Extract
____
It’s possible that she is psychotic. You mentioned that she has bipolar disorder and that may be a symptom of her disorder. You also mentioned that she has a long history of alcohol and pill abuse. The paranoia could be the aftereffects of the damage done to the brain via drug usage. Another possibility is that she is experiencing a physical health condition and the paranoia is a symptom of it. You also can’t rule out the possibility that she is currently using illicit drugs or alcohol. She has used in the past, and it’s possible that she could be using again. Finally, another thought is that this could be a side effect of her medication or she’s taking medications that are interfering with one another. She’s taking four different medications that could be interacting in a problematic way.
You should encourage her to consult a primary care physician and/or a psychiatrist. I’m not certain that she’d be willing to consult a mental health professional, but this would be the ideal. It’s important for her to consult a primary care physician in order to determine if there’s a physical health problem. The mental health professionals could address her psychological symptoms.
One thing you should try to avoid is arguing with her or trying to convince her that she is wrong. As you mentioned, she is adamant and strongly believes in these ideas. In all likelihood, nothing you would say will change her mind or convince her otherwise. In fact, it might even make the situation worse or convince her that you are part of a conspiracy to spy on her.
The best thing you can do is encourage her to seek professional help. If she’s unwilling, then you might want to reconsider her living in your home. By allowing her to continue living in your home, while refusing to seek help, you may be inadvertently reinforcing or supporting her delusional ideas. You might try giving her an ultimatum: allow her to continue living in your home on the condition that she seeks treatment. It could solve the problem. It puts pressure on her to seek treatment which she clearly needs. It might be what is necessary in order for her to get the help she needs.
Before making any decisions about how to deal with your sister, it would be advisable for you to consult, in person, a mental health professional. You might only need one or two sessions with a therapist to devise the best plan for approaching your sister. It’s not going to be easy because of her symptoms.
Undoubtably, this is going to be a challenge. She likely doesn’t trust you because of her symptoms which in turn makes you potentially suspect in her mind. Having the guidance of a mental health professional will help you to know what to do in this situation. Good luck and please take care.
____
Data extract
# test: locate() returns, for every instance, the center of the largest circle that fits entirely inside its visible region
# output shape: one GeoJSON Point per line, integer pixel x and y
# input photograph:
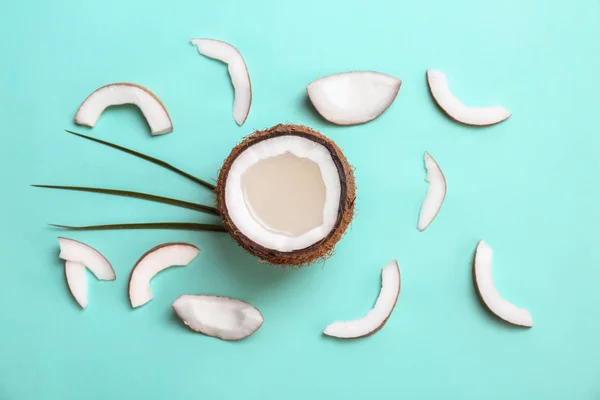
____
Work instructions
(1) According to the reply, how many different medications is the sister taking?
(2) Explain why the reply advises against arguing with the sister or trying to convince her that she is wrong.
The lines play no part in the tasks here.

Answers per task
(1) Four.

(2) She is adamant and strongly believes in her ideas, so nothing said is likely to change her mind. Arguing might even make the situation worse or convince her that the person she lives with is part of a conspiracy to spy on her.